Yevgeny Prigozhin, the longtime Vladimir Putin ally-turned-mercenary boss who staged a violent uprising last month, offered his subordinates a blunt explanation for his decision to turn on the Russian military: “I went crazy.”
That’s according to a new report by the investigative outlet The Project, which on Wednesday released what it called a “criminal and psychological portrait” of the Kremlin’s longtime enforcer.
Nearly three weeks after Prigozhin’s armed mutiny sent members of the Russian elite scrambling for their private jets, questions remain about whether it was an act staged by a lone madman with too much power—or a carefully planned revolt that had the backing of some within Putin’s inner circle. While U.S. intelligence has pointed to the latter, the Kremlin’s mouthpieces have settled on a version more convenient to Putin, whereby the president’s personal attack dog simply spiraled out of control. That version has allowed the Kremlin to sideline Prigozhin just as he was beginning to gain more popular support, even appearing in political posters in some regions that called for the Wagner boss to replace Putin.
Former employees of Prigozhin told The Project he was indeed known for violent outbursts and seemed to delight in dishing out cruelty to subordinates.
“If he was dissatisfied with something, he could easily lead you out into the corridor, push you, and you would go flying down the stairs,” one source was quoted as saying.
Another insider told the publication the ex-con-turned-Putin-confidant had a habit of driving employees away with his unprovoked violence: “One time Prigozhin was in a hurry and, disgruntled, he kicked his chauffeur in the head from the back seat, and said something like ‘Let’s go faster!’”
The driver subsequently quit.
Prigozhin is also said to have outsourced violent beatings to a man dubbed “The Teacher,” a personal henchman of sorts who savagely attacked employees who’d fallen out of favor with the boss.
“This is the executioner who fucks you up in the basement, and sends [Prigozhin] a photo [so he can] decide whether to add more blows or if the beating was enough,” Vyacheslav Tarasov, a former employee, said in a video message on the day of the mutiny.
A separate source told The Project that a colleague had once vanished after slipping up at a work meeting. He returned a few weeks later, telling colleagues he’d spent several days in the basement enduring beatings. As proof, he showed off bruises all over his body.
Among the other revelations in the report is Prigozhin’s apparent terror of contracting COVID, likely because he’d undergone treatment for stomach cancer, though it was not clear when.
“He had cancer. Now the formation of tumors seems to have stopped,” one unnamed source said.
A framed photo of decapitated heads found in Prigozhin’s home during a raid after his mutiny was also published uncensored for the first time, showing the bloody remains of seven African men laid out on concrete, one of them still wearing a hat and sunglasses.
Lest anyone think Putin didn’t know who he was dealing with all this time, the report also includes anecdotes of the Russian leader’s interactions with Prigozhin dating back to the late 1990s.
By late 2011, when then-Prime Minister Putin had announced plans to return to the presidency, the two already enjoyed a cozy relationship, with Putin lighting up as he passed Prigozhin in the halls of St. Petersburg’s Konstantinovsky Palace and joking “great haircut” before shaking the bald would-be Wagner boss’ hand.
Putin is said to have spent his time chatting with Prigozhin, calling him “Zhen,” while other heads of state sat at the table waiting for their dinner.

Provided material =>
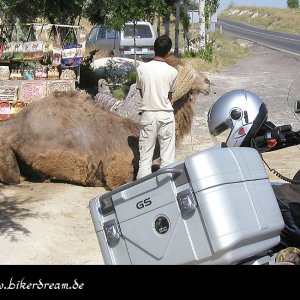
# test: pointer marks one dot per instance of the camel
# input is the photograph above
(68, 137)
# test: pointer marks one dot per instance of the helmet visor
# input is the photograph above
(221, 133)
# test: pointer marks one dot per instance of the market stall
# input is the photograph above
(47, 60)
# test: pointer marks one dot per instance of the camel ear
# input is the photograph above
(9, 169)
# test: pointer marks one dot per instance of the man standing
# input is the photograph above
(156, 83)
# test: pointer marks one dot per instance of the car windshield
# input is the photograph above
(142, 31)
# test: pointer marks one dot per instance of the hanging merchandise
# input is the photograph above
(33, 50)
(72, 55)
(52, 46)
(4, 110)
(16, 46)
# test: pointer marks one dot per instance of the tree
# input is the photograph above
(202, 23)
(211, 7)
(52, 11)
(293, 3)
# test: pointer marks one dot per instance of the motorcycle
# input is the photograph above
(264, 136)
(215, 207)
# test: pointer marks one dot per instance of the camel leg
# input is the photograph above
(9, 169)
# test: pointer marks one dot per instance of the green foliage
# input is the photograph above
(184, 18)
(121, 11)
(120, 82)
(293, 3)
(88, 78)
(54, 11)
(205, 54)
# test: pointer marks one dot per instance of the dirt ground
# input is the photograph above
(50, 223)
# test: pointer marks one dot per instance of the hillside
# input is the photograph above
(278, 19)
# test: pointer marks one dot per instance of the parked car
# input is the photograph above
(122, 42)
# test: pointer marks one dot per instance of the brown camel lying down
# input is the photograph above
(66, 136)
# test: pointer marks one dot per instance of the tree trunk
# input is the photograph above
(186, 27)
(177, 22)
(167, 24)
(134, 42)
(158, 25)
(202, 23)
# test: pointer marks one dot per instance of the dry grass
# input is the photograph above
(278, 19)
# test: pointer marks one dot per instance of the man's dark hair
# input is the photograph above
(162, 46)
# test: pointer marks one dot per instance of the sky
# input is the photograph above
(272, 3)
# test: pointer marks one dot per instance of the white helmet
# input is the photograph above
(236, 117)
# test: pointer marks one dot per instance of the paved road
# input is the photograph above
(267, 73)
(289, 43)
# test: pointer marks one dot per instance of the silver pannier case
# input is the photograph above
(215, 207)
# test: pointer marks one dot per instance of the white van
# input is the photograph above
(122, 42)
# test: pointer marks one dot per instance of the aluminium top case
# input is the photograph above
(215, 207)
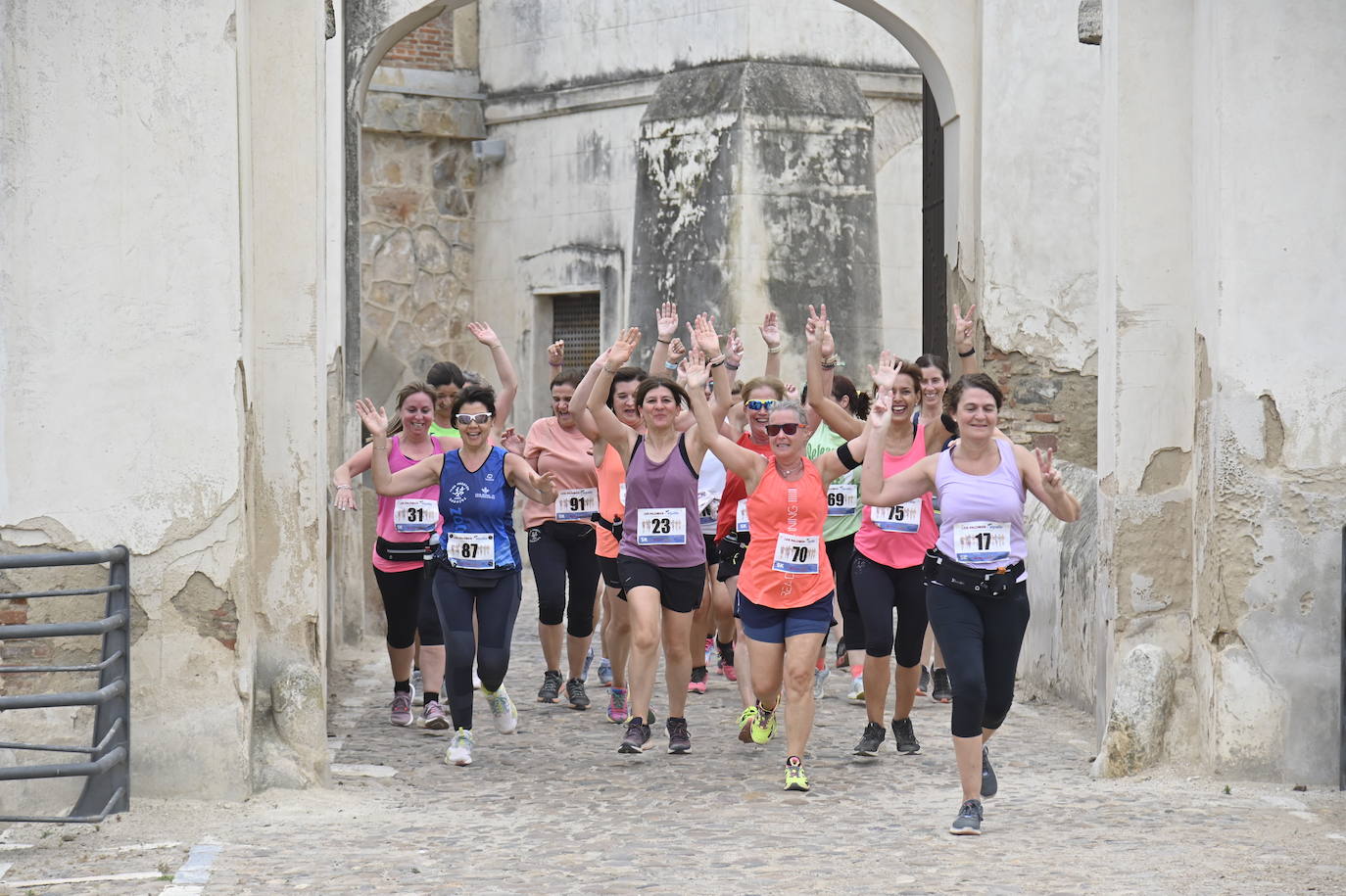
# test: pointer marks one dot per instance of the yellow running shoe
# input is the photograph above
(763, 726)
(794, 777)
(745, 724)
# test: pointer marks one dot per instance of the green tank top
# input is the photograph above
(836, 526)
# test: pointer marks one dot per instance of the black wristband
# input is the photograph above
(845, 456)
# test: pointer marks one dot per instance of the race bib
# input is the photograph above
(471, 549)
(709, 503)
(661, 526)
(576, 503)
(898, 518)
(842, 499)
(975, 542)
(414, 514)
(795, 554)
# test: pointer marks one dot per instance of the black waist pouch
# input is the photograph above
(403, 550)
(969, 580)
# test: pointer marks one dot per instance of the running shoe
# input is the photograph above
(551, 689)
(575, 693)
(460, 751)
(680, 741)
(905, 736)
(402, 708)
(503, 709)
(988, 777)
(871, 740)
(968, 820)
(820, 683)
(763, 726)
(616, 709)
(745, 724)
(794, 777)
(942, 691)
(637, 738)
(432, 716)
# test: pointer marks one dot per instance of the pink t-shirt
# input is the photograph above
(900, 536)
(569, 455)
(414, 514)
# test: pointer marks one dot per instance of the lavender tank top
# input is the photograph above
(982, 517)
(661, 504)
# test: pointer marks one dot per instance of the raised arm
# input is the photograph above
(1043, 481)
(608, 427)
(900, 488)
(820, 391)
(504, 370)
(404, 482)
(737, 459)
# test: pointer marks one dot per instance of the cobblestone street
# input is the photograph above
(556, 809)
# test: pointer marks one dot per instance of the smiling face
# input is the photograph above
(417, 413)
(976, 413)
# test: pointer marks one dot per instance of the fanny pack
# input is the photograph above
(404, 551)
(969, 580)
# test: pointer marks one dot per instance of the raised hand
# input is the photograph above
(666, 320)
(676, 350)
(770, 330)
(622, 349)
(704, 337)
(963, 327)
(373, 417)
(697, 370)
(483, 334)
(886, 374)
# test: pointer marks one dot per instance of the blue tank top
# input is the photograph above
(477, 503)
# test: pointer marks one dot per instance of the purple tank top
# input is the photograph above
(982, 517)
(661, 524)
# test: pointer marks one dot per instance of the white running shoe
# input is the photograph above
(459, 751)
(503, 708)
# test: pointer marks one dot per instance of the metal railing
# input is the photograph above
(108, 767)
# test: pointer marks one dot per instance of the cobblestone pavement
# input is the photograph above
(556, 809)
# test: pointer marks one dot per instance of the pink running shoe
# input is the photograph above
(616, 708)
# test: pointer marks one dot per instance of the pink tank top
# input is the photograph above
(420, 509)
(900, 536)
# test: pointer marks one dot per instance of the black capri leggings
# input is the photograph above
(980, 637)
(879, 589)
(409, 607)
(497, 608)
(561, 551)
(841, 551)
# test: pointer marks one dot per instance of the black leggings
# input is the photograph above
(841, 553)
(980, 637)
(409, 608)
(879, 589)
(497, 607)
(560, 550)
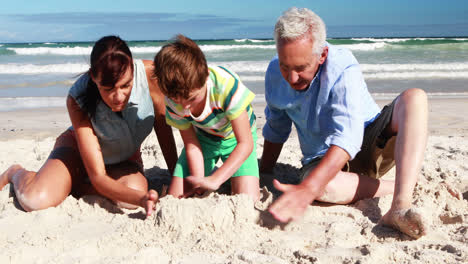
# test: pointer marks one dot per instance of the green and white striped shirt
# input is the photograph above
(227, 97)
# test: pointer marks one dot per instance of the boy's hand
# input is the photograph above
(202, 184)
(149, 202)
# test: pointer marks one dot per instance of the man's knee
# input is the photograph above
(414, 95)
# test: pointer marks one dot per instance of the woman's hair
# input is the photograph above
(110, 59)
(297, 22)
(180, 68)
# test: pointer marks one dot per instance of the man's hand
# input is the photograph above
(202, 184)
(149, 202)
(293, 202)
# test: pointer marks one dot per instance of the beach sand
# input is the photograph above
(231, 229)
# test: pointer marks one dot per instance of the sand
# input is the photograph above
(232, 229)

Task instructions =>
1. In the Prigozhin article, copy out everything from "Lest anyone think" down to "Wagner boss’ hand." verbatim.
2. Decide whether each statement agrees with the Prigozhin article. Answer yes or no, and quote the words from the article that settle it.
(a) The Project released its report on a Wednesday.
(b) The chauffeur whom Prigozhin kicked kept his job afterward.
(c) The framed photo found in Prigozhin's home showed the remains of seven African men.
3. Answer these questions using the Prigozhin article.
(a) What name did Putin reportedly use when chatting with Prigozhin?
(b) What nickname was given to the man said to have beaten employees for Prigozhin?
(c) Which former employee spoke in a video message on the day of the mutiny?

Answers for the exercise =>
1.
Lest anyone think Putin didn’t know who he was dealing with all this time, the report also includes anecdotes of the Russian leader’s interactions with Prigozhin dating back to the late 1990s.
By late 2011, when then-Prime Minister Putin had announced plans to return to the presidency, the two already enjoyed a cozy relationship, with Putin lighting up as he passed Prigozhin in the halls of St. Petersburg’s Konstantinovsky Palace and joking “great haircut” before shaking the bald would-be Wagner boss’ hand.

2.
(a) Yes: "which on Wednesday released what it called a “criminal and psychological portrait”"
(b) No: "The driver subsequently quit."
(c) Yes: "showing the bloody remains of seven African men laid out on concrete"

3.
(a) "Zhen"
(b) "The Teacher"
(c) Vyacheslav Tarasov